▸ **DATASET RECORDS**:
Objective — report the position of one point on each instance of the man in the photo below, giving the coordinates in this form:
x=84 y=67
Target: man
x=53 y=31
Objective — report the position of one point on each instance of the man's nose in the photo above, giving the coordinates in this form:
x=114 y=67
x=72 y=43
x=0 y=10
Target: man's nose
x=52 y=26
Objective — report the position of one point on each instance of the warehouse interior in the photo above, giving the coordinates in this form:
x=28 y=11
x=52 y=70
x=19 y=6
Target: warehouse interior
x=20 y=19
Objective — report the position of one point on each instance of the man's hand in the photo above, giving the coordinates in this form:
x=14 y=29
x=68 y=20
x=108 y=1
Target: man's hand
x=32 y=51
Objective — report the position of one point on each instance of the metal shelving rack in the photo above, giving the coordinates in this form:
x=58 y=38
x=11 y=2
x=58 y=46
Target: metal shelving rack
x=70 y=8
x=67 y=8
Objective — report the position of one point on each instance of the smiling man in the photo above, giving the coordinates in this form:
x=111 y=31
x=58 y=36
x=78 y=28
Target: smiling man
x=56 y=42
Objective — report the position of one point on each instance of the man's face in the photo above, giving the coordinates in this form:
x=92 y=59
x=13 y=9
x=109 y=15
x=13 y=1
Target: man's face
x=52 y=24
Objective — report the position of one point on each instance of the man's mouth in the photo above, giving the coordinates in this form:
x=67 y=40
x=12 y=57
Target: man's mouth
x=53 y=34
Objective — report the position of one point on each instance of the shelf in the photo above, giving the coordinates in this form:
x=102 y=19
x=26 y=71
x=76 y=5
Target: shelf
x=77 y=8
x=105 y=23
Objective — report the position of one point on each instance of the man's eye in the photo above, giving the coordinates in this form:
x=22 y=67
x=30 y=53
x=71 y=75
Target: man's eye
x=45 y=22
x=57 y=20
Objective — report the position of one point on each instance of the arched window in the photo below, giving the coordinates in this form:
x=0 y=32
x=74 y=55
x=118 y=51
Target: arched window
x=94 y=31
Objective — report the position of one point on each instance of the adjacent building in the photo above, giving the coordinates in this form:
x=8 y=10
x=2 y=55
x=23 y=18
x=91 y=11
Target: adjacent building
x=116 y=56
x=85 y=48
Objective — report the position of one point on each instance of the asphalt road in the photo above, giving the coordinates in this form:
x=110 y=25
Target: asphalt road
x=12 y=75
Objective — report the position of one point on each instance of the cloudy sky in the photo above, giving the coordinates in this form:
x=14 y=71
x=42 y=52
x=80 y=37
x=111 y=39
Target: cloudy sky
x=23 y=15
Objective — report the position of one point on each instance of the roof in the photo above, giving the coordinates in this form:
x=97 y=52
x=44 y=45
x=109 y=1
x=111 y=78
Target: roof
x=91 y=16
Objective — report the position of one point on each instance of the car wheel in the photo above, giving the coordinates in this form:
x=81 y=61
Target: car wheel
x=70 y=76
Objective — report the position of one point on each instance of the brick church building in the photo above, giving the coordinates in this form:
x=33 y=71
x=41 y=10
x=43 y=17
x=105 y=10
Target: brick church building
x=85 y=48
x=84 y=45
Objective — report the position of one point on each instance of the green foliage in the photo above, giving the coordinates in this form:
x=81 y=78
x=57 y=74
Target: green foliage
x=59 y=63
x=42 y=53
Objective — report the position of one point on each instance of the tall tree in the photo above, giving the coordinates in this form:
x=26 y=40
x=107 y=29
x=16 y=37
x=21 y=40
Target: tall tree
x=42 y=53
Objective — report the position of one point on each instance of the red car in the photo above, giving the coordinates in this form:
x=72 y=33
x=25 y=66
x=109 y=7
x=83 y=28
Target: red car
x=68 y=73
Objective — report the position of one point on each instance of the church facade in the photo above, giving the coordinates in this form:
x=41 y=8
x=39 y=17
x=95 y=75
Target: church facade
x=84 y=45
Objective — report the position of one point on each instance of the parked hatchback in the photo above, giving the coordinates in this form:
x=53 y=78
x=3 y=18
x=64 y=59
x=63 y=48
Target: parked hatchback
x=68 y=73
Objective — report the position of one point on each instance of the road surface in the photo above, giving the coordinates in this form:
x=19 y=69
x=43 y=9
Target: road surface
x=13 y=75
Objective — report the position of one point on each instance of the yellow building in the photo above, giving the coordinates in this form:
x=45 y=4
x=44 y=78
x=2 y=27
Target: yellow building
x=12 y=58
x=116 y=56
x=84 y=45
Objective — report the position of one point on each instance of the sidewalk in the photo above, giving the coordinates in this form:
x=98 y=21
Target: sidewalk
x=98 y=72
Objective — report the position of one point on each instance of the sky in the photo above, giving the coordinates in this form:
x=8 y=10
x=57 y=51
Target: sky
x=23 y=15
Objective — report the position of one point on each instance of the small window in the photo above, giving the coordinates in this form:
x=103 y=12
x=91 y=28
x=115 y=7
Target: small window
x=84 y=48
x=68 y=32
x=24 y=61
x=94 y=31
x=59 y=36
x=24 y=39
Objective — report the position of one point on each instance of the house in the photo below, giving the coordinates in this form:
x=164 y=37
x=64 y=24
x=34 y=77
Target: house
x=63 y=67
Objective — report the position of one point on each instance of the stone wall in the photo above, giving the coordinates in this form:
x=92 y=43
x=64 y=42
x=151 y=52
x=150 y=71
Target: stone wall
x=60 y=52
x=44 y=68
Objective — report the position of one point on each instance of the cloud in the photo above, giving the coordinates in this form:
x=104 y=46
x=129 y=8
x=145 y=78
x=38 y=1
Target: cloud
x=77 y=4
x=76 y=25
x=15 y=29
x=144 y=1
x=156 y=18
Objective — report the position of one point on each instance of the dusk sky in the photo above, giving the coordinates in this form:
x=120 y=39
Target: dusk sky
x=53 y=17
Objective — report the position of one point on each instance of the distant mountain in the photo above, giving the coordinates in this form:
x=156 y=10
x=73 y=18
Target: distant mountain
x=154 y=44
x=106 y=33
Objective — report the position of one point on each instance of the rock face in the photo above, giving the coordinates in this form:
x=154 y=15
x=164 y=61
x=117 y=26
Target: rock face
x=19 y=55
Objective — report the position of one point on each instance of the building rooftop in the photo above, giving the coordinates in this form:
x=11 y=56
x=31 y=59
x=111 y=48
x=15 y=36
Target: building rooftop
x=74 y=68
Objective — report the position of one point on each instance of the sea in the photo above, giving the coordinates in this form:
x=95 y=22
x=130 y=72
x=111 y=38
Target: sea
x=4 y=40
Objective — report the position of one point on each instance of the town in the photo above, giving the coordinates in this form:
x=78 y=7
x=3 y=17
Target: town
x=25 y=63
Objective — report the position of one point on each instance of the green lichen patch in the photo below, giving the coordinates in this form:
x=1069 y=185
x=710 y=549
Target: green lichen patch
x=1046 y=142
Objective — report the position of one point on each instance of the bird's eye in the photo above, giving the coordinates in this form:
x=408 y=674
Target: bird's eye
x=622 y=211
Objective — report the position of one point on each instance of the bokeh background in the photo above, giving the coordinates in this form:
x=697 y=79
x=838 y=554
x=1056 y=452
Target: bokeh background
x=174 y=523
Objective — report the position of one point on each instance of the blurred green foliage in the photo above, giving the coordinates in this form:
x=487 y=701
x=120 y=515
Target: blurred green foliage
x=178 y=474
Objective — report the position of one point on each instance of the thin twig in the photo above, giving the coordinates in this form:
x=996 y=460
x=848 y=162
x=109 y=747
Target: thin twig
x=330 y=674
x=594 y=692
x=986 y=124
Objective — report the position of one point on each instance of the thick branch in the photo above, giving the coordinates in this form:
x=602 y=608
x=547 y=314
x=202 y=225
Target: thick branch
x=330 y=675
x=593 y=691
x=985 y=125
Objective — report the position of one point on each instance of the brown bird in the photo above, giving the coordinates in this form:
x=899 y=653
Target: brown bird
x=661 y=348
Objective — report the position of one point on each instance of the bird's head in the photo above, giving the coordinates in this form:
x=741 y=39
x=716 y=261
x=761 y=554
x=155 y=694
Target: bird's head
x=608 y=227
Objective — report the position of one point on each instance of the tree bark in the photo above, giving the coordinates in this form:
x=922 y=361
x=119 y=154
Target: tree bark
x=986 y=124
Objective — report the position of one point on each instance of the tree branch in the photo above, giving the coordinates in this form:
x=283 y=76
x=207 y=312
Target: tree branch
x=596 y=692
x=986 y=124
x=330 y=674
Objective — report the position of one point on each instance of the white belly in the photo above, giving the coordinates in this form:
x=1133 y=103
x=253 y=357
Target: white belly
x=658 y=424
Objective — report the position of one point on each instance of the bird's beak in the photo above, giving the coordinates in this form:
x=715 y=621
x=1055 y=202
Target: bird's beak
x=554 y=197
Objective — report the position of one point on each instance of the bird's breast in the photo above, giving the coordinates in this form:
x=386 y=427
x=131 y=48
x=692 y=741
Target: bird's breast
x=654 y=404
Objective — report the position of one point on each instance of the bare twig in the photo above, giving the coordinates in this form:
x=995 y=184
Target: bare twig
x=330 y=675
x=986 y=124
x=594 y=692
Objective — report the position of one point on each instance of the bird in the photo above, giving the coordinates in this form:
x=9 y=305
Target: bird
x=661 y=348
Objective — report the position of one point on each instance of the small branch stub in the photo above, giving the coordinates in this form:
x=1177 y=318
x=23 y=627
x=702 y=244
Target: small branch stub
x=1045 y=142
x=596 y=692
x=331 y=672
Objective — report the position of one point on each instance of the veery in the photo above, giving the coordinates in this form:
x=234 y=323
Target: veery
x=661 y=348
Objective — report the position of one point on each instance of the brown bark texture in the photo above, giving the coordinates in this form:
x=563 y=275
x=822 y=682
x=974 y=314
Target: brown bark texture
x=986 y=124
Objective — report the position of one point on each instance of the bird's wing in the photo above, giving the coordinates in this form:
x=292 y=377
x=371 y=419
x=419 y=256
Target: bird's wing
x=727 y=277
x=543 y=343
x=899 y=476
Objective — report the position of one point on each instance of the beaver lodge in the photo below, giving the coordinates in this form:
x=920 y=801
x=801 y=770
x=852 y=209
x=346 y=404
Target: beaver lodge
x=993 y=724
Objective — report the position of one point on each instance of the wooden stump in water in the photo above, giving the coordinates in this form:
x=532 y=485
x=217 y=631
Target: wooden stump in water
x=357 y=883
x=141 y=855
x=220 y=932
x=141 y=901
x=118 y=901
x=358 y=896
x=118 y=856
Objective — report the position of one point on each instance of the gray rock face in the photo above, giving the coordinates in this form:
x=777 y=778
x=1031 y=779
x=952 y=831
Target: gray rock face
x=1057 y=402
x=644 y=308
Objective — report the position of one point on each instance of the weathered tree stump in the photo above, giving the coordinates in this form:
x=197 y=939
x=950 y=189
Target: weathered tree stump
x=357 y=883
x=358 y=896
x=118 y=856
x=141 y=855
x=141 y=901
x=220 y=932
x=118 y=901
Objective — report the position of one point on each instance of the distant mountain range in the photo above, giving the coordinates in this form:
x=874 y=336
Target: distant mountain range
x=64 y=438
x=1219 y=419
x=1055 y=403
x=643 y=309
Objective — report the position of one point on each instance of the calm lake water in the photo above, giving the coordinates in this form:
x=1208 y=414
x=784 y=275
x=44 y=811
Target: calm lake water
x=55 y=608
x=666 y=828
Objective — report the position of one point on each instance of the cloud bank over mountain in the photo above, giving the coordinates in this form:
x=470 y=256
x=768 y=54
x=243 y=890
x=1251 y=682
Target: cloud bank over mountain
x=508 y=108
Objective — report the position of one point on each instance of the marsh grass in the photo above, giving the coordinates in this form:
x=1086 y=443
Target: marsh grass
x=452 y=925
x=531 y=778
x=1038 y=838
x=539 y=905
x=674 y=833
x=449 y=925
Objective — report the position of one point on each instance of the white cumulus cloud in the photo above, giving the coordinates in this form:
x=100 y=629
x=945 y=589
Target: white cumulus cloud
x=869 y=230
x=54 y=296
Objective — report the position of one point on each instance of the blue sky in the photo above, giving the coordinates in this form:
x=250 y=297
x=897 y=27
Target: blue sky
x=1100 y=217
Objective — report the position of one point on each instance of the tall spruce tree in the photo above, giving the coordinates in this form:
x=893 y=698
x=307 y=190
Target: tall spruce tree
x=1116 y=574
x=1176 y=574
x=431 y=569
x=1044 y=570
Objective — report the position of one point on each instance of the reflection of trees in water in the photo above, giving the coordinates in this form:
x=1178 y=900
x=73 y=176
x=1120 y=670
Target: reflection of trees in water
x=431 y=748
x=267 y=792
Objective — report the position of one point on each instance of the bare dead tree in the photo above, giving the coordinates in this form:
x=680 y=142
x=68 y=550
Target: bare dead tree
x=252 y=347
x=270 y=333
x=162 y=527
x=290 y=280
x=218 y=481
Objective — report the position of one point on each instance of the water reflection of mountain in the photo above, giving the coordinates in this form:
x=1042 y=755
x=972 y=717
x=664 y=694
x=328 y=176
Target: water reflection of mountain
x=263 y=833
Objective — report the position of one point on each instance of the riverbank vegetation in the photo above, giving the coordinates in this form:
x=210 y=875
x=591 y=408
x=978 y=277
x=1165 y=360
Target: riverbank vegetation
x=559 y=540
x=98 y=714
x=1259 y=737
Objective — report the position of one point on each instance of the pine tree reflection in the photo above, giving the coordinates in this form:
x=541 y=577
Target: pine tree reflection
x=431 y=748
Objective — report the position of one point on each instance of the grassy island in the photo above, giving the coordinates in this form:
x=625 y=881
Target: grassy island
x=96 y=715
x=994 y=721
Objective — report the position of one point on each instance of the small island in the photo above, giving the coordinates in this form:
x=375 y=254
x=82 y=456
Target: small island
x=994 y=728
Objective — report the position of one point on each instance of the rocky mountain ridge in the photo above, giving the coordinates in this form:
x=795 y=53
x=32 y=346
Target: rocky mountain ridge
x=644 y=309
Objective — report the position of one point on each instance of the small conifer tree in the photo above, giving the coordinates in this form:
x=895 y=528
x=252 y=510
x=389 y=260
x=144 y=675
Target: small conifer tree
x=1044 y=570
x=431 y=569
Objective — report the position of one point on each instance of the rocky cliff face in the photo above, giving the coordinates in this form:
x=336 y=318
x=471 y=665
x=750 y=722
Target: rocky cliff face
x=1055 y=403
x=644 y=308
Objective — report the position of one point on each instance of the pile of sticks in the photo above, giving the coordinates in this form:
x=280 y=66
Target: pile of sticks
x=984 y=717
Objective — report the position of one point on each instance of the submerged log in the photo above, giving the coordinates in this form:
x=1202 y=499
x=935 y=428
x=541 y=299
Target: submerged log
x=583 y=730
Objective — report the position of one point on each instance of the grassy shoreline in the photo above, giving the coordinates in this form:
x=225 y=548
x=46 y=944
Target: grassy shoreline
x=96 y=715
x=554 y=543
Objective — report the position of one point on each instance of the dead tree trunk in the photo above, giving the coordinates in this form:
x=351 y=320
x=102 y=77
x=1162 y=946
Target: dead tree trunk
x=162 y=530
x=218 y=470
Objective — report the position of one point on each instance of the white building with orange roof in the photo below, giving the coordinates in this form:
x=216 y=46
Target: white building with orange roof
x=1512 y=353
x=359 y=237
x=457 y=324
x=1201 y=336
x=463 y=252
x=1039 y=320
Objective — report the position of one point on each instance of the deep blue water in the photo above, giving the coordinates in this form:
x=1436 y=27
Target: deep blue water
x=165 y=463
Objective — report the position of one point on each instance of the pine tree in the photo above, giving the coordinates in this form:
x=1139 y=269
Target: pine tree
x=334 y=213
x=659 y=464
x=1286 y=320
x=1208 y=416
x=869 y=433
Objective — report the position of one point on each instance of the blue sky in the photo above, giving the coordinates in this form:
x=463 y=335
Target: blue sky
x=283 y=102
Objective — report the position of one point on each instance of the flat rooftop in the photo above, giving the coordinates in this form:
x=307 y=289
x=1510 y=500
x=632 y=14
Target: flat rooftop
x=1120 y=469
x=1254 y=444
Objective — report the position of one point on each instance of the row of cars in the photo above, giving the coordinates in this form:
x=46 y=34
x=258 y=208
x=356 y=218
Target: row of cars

▸ **YOUR INSTRUCTIONS**: Which of the lines above mention the word "below"? Pull those lines out.

▸ **EXERCISE SOLUTION**:
Objective — report the position of one point on each instance of the man in the photo below, giving the coordinates in this form:
Objective — report the position of one point on each instance of the arched window in the photo below, giving the coordinates in this form:
Objective — report the position of one point on each instance of the house in the photo below, giving the coordinates in this form:
Objective — report the position of one point on each instance of the green lichen patch in the photo below, giving the coordinates in this form:
Objective — report the position of one point on each instance of the beaver lodge in the photo below, giving the coordinates in this form:
Objective — report the position of one point on each instance of the white building with orange roof in the photo below, giving the coordinates in this form:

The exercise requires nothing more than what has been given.